Texto:
# # # # # # #

8.6.11

Para não dizerem que não falo do Bloco

@Paulete Matos

Não foram poucas as insistências para que opinasse sobre a derrota do passado Domingo, mas o motivo pelo qual não o fiz ainda é tão simples que até dói: só hoje me apeteceu.

Já li dezenas de textos sobre o assunto e percebo perfeitamente que, sobretudo os mais afectados – dirigentes e militantes -, sintam necessidade e urgência de interpretar, de lançar apelos ou, muito simplesmente, de desabafar. Mas assusta-me um pouco o espectáculo, mais ou menos generalizado, de ver enumerar e atribuir até pesos específicos a cada uma das hipotéticas causas do fracasso, como se decisivo fosse, para o futuro que interessa, medir agora se foi mais gravoso apresentar uma moção de censura ou menos castigador ter apoiado Alegre. (Para já não falar de alguns apressadíssimos, e nada inocentes, pedidos de rolamento de cabeças.)

É sem dúvida fundamental que tenham lugar muitas discussões internas, mas, no meu modestíssimo entendimento de eleitora de bancada, seria desejável que acontecessem sem pressa nem tentação de encontrar soluções milagrosas, «chave-na-mão», pura e simplesmente porque elas não existem.

# # # # # # #

Itens de marcação de limites:
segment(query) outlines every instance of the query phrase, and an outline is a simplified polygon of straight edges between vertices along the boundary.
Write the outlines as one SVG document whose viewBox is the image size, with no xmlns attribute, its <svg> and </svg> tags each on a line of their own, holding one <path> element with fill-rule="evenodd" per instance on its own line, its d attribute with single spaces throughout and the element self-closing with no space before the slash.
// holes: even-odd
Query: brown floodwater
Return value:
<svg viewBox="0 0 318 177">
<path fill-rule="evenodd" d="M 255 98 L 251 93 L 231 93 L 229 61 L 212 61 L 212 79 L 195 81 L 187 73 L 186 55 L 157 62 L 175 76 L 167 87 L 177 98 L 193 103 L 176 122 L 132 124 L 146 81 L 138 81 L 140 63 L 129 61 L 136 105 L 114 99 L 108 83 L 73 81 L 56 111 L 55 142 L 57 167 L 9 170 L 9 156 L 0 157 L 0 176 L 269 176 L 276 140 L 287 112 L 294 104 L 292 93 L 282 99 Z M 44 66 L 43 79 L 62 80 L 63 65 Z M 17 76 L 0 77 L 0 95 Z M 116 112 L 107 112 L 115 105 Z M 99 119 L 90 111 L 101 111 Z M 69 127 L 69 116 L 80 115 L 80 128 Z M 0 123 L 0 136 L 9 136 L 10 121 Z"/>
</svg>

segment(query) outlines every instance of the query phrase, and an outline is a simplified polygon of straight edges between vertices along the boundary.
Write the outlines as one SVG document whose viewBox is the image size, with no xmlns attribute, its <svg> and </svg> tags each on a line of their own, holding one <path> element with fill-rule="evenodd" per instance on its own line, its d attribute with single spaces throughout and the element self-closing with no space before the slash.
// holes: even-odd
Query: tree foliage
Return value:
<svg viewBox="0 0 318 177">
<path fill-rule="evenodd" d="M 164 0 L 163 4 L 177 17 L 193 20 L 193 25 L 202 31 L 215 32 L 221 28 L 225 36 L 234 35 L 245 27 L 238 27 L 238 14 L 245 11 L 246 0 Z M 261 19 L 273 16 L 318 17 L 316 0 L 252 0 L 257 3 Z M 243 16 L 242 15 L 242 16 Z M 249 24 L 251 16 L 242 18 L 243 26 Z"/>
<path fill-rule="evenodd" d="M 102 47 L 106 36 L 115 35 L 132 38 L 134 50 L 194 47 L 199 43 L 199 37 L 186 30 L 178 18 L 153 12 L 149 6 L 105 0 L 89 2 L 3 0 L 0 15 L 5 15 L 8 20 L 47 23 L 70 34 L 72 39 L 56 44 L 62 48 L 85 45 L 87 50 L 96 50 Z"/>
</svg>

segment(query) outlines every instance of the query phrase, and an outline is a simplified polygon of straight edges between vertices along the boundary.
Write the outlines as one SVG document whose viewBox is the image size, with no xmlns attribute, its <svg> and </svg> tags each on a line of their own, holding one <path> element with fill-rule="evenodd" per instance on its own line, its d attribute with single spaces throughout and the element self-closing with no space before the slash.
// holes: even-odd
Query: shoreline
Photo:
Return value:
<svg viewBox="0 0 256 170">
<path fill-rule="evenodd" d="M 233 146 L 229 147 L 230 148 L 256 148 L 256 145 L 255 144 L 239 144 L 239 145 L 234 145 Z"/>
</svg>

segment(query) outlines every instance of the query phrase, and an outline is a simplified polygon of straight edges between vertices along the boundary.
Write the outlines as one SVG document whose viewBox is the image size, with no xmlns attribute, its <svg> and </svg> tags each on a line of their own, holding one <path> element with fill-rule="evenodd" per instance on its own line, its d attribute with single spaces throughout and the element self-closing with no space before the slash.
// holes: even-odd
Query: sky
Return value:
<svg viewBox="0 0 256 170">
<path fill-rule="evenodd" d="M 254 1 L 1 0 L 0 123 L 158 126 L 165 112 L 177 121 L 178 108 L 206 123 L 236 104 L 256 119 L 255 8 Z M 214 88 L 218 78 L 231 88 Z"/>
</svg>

# # # # # # #

Tarefas a realizar:
#1 Reproduza o trecho do texto sobre o Bloco que começa em "Já li dezenas" e termina em "rolamento de cabeças.)".
#2 Verta para inglês esta frase do texto sobre o Bloco: «Não foram poucas as insistências para que opinasse sobre a derrota do passado Domingo, mas o motivo pelo qual não o fiz ainda é tão simples que até dói: só hoje me apeteceu.»

Respostas por tarefa:
#1
Já li dezenas de textos sobre o assunto e percebo perfeitamente que, sobretudo os mais afectados – dirigentes e militantes -, sintam necessidade e urgência de interpretar, de lançar apelos ou, muito simplesmente, de desabafar. Mas assusta-me um pouco o espectáculo, mais ou menos generalizado, de ver enumerar e atribuir até pesos específicos a cada uma das hipotéticas causas do fracasso, como se decisivo fosse, para o futuro que interessa, medir agora se foi mais gravoso apresentar uma moção de censura ou menos castigador ter apoiado Alegre. (Para já não falar de alguns apressadíssimos, e nada inocentes, pedidos de rolamento de cabeças.)

#2 There was no shortage of insistence that I give my opinion on last Sunday's defeat, but the reason I have not yet done so is so simple that it even hurts: only today did I feel like it.